Records from a data collection:

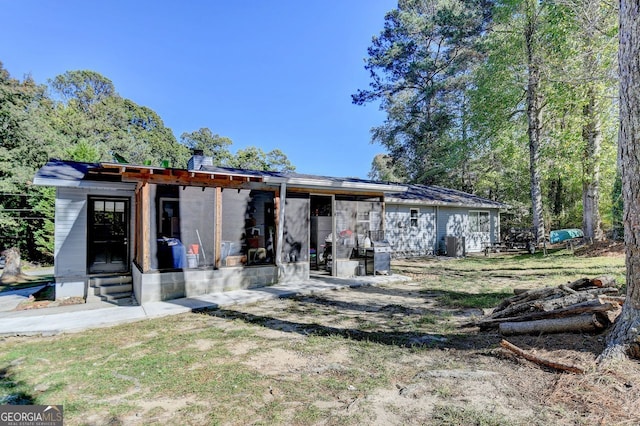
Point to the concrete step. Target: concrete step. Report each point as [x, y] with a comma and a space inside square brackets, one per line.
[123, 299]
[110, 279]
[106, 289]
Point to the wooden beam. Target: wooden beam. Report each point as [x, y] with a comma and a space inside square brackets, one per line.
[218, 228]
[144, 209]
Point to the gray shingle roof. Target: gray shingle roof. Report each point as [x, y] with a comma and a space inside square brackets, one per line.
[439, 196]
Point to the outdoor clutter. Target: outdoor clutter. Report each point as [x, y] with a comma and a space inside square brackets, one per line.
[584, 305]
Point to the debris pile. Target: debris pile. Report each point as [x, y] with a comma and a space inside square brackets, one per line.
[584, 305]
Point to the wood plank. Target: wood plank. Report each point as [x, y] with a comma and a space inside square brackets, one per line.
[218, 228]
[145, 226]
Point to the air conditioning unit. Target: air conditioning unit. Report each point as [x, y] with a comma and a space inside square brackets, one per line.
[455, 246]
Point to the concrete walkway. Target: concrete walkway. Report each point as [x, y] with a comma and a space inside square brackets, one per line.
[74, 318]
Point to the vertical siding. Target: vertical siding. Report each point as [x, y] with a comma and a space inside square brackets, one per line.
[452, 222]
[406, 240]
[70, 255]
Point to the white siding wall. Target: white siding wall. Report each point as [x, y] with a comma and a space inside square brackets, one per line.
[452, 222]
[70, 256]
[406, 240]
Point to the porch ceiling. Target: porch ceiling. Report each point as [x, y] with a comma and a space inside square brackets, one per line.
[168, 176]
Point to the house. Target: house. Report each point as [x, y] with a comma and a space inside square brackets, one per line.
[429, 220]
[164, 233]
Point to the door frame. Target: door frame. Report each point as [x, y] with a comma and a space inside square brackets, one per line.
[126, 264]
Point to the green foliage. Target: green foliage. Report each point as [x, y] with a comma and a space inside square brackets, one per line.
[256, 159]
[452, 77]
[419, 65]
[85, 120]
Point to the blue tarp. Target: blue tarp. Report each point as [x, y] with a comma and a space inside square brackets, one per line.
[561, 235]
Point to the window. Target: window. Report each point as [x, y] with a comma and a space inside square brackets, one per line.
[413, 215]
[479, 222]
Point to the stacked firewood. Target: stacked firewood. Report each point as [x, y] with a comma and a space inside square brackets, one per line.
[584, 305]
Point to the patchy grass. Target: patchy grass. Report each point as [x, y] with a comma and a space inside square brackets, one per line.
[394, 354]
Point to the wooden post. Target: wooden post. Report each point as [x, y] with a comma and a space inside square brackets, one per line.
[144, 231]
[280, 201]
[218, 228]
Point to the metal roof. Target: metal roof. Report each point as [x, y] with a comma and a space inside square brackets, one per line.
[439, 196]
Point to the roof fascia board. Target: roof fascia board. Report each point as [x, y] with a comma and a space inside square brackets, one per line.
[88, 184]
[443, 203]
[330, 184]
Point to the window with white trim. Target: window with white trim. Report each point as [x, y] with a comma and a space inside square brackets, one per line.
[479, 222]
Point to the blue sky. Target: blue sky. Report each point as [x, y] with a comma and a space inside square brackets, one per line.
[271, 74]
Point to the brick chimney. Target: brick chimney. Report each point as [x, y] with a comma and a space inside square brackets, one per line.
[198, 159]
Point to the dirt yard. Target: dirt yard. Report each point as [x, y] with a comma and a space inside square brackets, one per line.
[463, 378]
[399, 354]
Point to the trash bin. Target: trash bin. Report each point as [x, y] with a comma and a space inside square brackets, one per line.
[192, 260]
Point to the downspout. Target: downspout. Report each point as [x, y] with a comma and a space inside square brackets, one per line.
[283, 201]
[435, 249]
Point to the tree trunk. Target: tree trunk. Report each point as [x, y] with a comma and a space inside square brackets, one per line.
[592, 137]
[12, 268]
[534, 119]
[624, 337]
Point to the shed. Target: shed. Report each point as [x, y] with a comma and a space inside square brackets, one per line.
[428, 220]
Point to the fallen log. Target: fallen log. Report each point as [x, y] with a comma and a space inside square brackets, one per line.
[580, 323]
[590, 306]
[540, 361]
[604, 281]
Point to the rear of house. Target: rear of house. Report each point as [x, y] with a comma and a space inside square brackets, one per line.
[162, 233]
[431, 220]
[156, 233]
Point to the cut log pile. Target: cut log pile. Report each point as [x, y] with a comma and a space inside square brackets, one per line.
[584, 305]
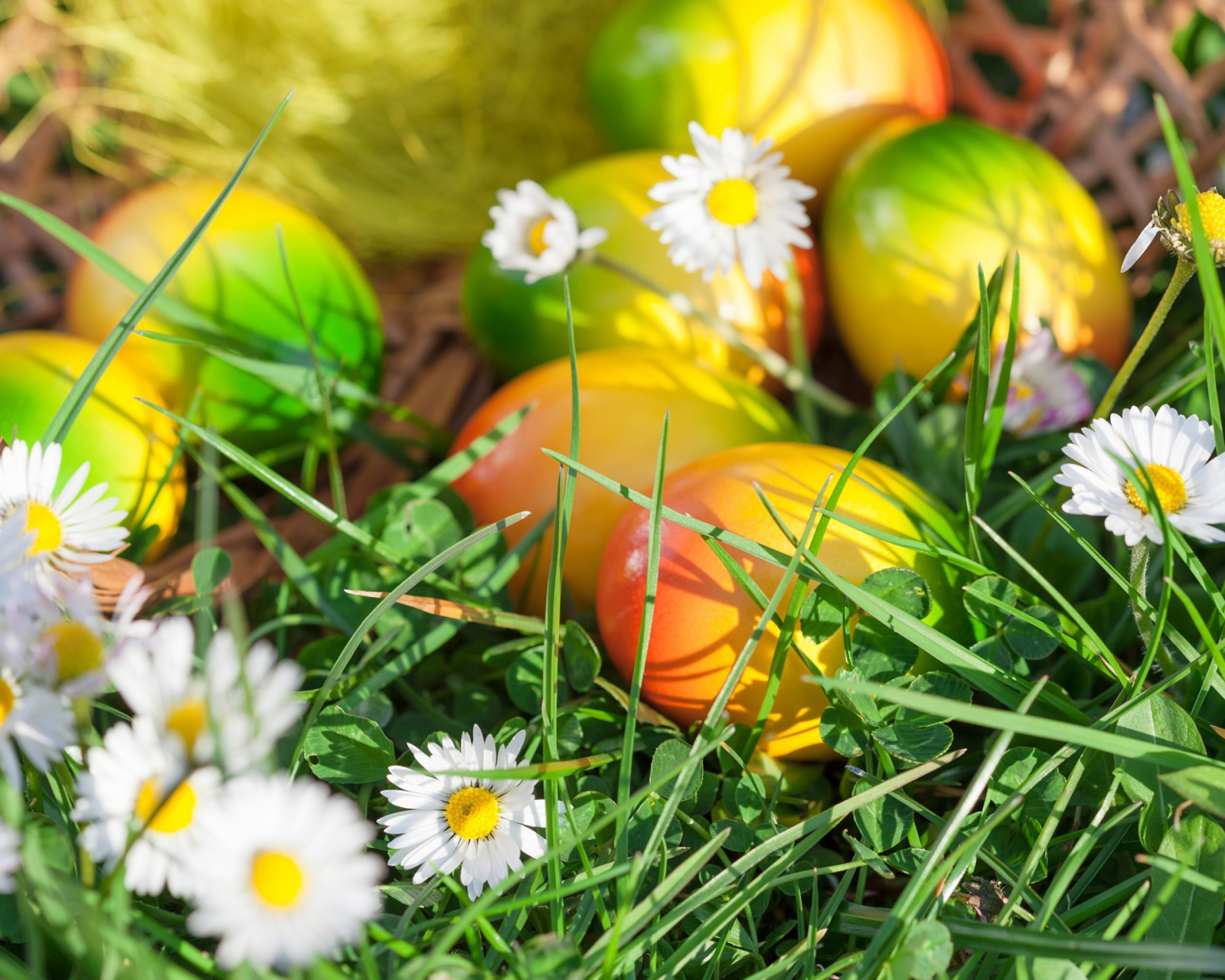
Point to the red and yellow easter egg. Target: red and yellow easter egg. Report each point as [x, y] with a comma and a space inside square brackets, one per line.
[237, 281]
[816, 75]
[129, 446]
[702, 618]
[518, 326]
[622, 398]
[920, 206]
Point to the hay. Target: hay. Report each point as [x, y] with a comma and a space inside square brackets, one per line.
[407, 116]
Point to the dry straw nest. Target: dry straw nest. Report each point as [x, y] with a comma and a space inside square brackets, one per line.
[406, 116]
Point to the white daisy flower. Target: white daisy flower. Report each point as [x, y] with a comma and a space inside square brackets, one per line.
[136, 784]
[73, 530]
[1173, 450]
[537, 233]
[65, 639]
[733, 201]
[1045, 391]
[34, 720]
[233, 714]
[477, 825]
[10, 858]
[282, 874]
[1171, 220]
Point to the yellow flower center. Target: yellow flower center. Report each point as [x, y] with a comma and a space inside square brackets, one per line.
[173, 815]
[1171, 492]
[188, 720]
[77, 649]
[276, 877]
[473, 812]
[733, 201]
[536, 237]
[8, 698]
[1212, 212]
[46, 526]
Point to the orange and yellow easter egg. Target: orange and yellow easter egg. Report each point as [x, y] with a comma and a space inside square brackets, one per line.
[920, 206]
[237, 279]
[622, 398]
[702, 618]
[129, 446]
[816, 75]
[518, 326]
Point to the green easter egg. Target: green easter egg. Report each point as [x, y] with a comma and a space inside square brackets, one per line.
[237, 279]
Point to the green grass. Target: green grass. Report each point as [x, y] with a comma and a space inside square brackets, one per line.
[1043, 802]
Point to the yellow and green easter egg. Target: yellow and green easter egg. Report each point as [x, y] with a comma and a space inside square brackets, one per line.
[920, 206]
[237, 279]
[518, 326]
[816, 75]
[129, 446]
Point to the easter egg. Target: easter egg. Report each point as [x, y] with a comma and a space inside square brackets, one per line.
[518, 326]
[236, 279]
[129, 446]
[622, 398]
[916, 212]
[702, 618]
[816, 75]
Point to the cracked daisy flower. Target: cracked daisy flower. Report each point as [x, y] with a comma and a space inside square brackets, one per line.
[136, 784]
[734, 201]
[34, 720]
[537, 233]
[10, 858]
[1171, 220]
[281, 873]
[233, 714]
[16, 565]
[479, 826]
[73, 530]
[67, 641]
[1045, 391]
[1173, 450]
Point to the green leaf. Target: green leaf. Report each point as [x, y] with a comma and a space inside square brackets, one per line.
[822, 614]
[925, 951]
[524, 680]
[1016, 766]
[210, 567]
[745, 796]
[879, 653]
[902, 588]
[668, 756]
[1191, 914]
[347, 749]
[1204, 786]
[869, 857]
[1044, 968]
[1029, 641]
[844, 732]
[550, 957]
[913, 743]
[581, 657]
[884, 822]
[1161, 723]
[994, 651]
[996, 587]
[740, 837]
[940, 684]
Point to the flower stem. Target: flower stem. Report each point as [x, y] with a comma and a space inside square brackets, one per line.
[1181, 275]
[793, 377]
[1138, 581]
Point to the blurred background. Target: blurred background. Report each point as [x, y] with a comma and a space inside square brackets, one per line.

• [GOAL] All of the records above must be copied exactly, except for the pictures.

• [PROBLEM SOLUTION]
Point to the concrete step. Target: concrete step. Report each point as [x, y] with a comma and a space inside square brackets, one per line.
[123, 299]
[110, 279]
[106, 289]
Point to the wooden beam. Target: wooden beam. Report each point as [x, y] with a comma and a space inside square brackets, one per line.
[218, 228]
[144, 209]
Point to the gray shingle roof. Target: gray shingle roof. Report each point as [x, y] with a comma and a space inside square brackets, one per line.
[439, 196]
Point to the outdoor clutter. Target: outdoor clutter. Report each point as [x, y] with a comma and a space inside square brackets, one per line.
[584, 305]
Point to the debris pile. Target: debris pile. Report each point as [x, y] with a comma and a space inside square brackets, one per line.
[584, 305]
Point to the wood plank. Target: wood plank. Report each point as [x, y] with a comma and a space inside square brackets, one per line.
[218, 228]
[145, 226]
Point to the air conditioning unit. Target: air conditioning unit. Report each point as [x, y] with a comma and a space inside square brackets, one per line.
[455, 246]
Point to the concrete walkway. Target: concrete walkway. Report each point as [x, y] with a comma and a space inside square brackets, one per line.
[74, 318]
Point to the vertical siding. Target: vertical siding. Report each point as [x, y] with a comma and a space inside square brackets, one per line.
[452, 222]
[406, 240]
[70, 255]
Point to the white siding wall. Target: white siding wall. Report each point as [x, y] with a comma and a space inside square brackets, one per line.
[452, 222]
[70, 256]
[406, 240]
Point to the porch ceiling. Target: porch ceiling. Report each point as [x, y] with a comma and a space inside square brackets, one per line.
[168, 176]
Point to the house. Target: house. Report each point as [x, y] with a comma and a space inside square brackets, one per line.
[429, 220]
[164, 233]
Point to the door frame. Target: door frame. Report each point as [x, y] with a comma and a space inside square brackets, one per line.
[126, 264]
Point to the green foliage. Target: green foliage. Report each point as [x, y] with a comma and a space inside square brackets, one per line.
[256, 159]
[452, 77]
[419, 65]
[85, 120]
Point to the blue tarp. Target: blue tarp. Report each point as [x, y] with a comma and a space inside square brackets, one per line.
[561, 235]
Point to the window. Target: window. Report each point as [x, y] with a comma and a space inside square brackets, one per line.
[413, 215]
[479, 222]
Point to the stacked firewood. Target: stacked firewood. Report each point as [x, y] with a comma and a space inside square brackets, one per line.
[584, 305]
Point to the patchy grass. Target: patchy grass. Report each point as [x, y] with a comma and a space inside square brackets, one per line.
[394, 354]
Point to the wooden post. Target: wooden post. Report each point as [x, y] with a comma and a space inside square brackets, one per line.
[144, 231]
[280, 201]
[218, 228]
Point to the metal roof. Target: metal roof. Report each point as [x, y] with a comma and a space inside square brackets, one per line.
[439, 196]
Point to the roof fascia board. Target: roof fascia board. Report each point as [x, y] with a comma and a space inside square brackets, one per line.
[88, 184]
[443, 203]
[330, 184]
Point to the window with white trim. Target: window with white trim. Report each point as [x, y] with a comma and a space inside square brackets, one per line.
[479, 222]
Point to the blue sky. Target: blue sky. Report each point as [x, y] with a comma and a space inside square brackets, one per line.
[271, 74]
Point to the brick chimney. Target: brick chimney. Report each point as [x, y] with a comma and a space inside square brackets, one per line.
[198, 159]
Point to the dirt yard. Target: dirt yard. Report each point as [x, y] with a comma and a space inside square brackets, one per line.
[463, 378]
[399, 354]
Point to the trash bin. Target: trash bin. Report each point as [x, y] with a comma and a space inside square brackets, one per line.
[192, 260]
Point to the downspout. Target: downspout. Report each point as [x, y] with a comma and a space inside square brackets, one per line.
[283, 201]
[435, 249]
Point to the tree trunk. Target: tree trunk. Report each point as [x, y] with a comma and a space inside square brackets, one per line.
[592, 137]
[12, 268]
[534, 119]
[624, 337]
Point to the shed. Target: shed. Report each point as [x, y] with a comma and a space inside square brackets, one per line.
[428, 220]
Point to the fallen log. Target: fallen log. Report each point as [x, y] with a comma and a space inside square brackets, one per line.
[580, 323]
[590, 306]
[540, 361]
[604, 281]
Point to the rear of house. Target: rear of house. Report each point as [x, y] with a comma and a space inside square brackets, one per line.
[162, 233]
[431, 220]
[156, 233]
Point to the cut log pile. Target: cut log pile. Report each point as [x, y] with a comma and a space inside square brackets, one per line.
[584, 305]
Point to the red and yellow easter egg. Target: red and yellow easter egg. Report each point as [x, y] with a comma and a space inside square brackets, one per line.
[237, 281]
[816, 75]
[129, 446]
[702, 618]
[518, 326]
[622, 398]
[920, 206]
Point to the hay. Target: hay. Report each point as [x, y] with a comma and a space inside square brackets, one per line.
[407, 116]
Point to the dry straw nest. Target: dry straw nest. Report each point as [x, y] with a comma and a space inside square brackets, one per line.
[406, 116]
Point to the white daisy flower. Target: white daisy flower. Report each point as [x, y] with a comma and a space inside square brackets, one per line.
[136, 784]
[73, 530]
[1173, 450]
[537, 233]
[65, 639]
[733, 201]
[1045, 391]
[34, 720]
[233, 714]
[477, 825]
[10, 858]
[282, 874]
[1171, 220]
Point to the yellow flower center. Target: yellow flower center. Report each point as [x, y] with a comma and a space inside square brackets, one per line.
[173, 815]
[1171, 492]
[188, 720]
[77, 649]
[276, 877]
[473, 812]
[733, 201]
[536, 237]
[8, 698]
[1212, 212]
[46, 526]
Point to the orange and yellow easter egg. Target: orange and yellow easter egg. Report each point as [x, y] with a comma and a space inside square brackets, one per line.
[920, 206]
[237, 279]
[622, 398]
[702, 618]
[129, 446]
[816, 75]
[518, 326]
Point to the green easter egg. Target: green easter egg. Report each point as [x, y] with a comma and a space inside square brackets, one per line.
[237, 279]
Point to the green grass. Target: green grass. Report each point as [x, y] with a comma and a space inside square brackets, one per line.
[1043, 802]
Point to the yellow and green easter egg. Target: yellow and green easter egg. Report each point as [x, y] with a comma and a space inside square brackets, one per line.
[920, 206]
[237, 279]
[518, 326]
[816, 75]
[129, 446]
Point to the easter egg. Target: easter egg. Report each point as [x, y] with a comma and a space inside square brackets, one per line.
[518, 326]
[236, 279]
[129, 446]
[622, 398]
[916, 212]
[702, 618]
[816, 75]
Point to the cracked daisy flower. Target: cracked daisy flower. Report each point as [x, y] with a comma and a space inside square brackets, one per line.
[136, 784]
[734, 201]
[34, 720]
[537, 233]
[10, 858]
[1171, 220]
[281, 873]
[233, 714]
[16, 565]
[479, 826]
[73, 530]
[67, 641]
[1045, 391]
[1173, 450]
Point to the green leaf. Target: green leaf. Report each point as [x, y] with a comma and a space inside square brackets, one per line.
[822, 614]
[925, 951]
[524, 680]
[1016, 766]
[210, 567]
[745, 796]
[879, 653]
[902, 588]
[668, 756]
[1191, 914]
[347, 749]
[1204, 786]
[869, 857]
[1044, 968]
[1029, 641]
[844, 732]
[550, 957]
[913, 743]
[581, 657]
[884, 822]
[1161, 723]
[994, 651]
[996, 587]
[740, 837]
[940, 684]
Point to the flower stem. Target: flower stem. Report each point as [x, y] with a comma and a space inside square brackets, one per line.
[1181, 275]
[793, 377]
[1138, 581]
Point to the blurred background. Target: blurred background. Report each point as [x, y] with a comma and a space inside square brackets, one per line.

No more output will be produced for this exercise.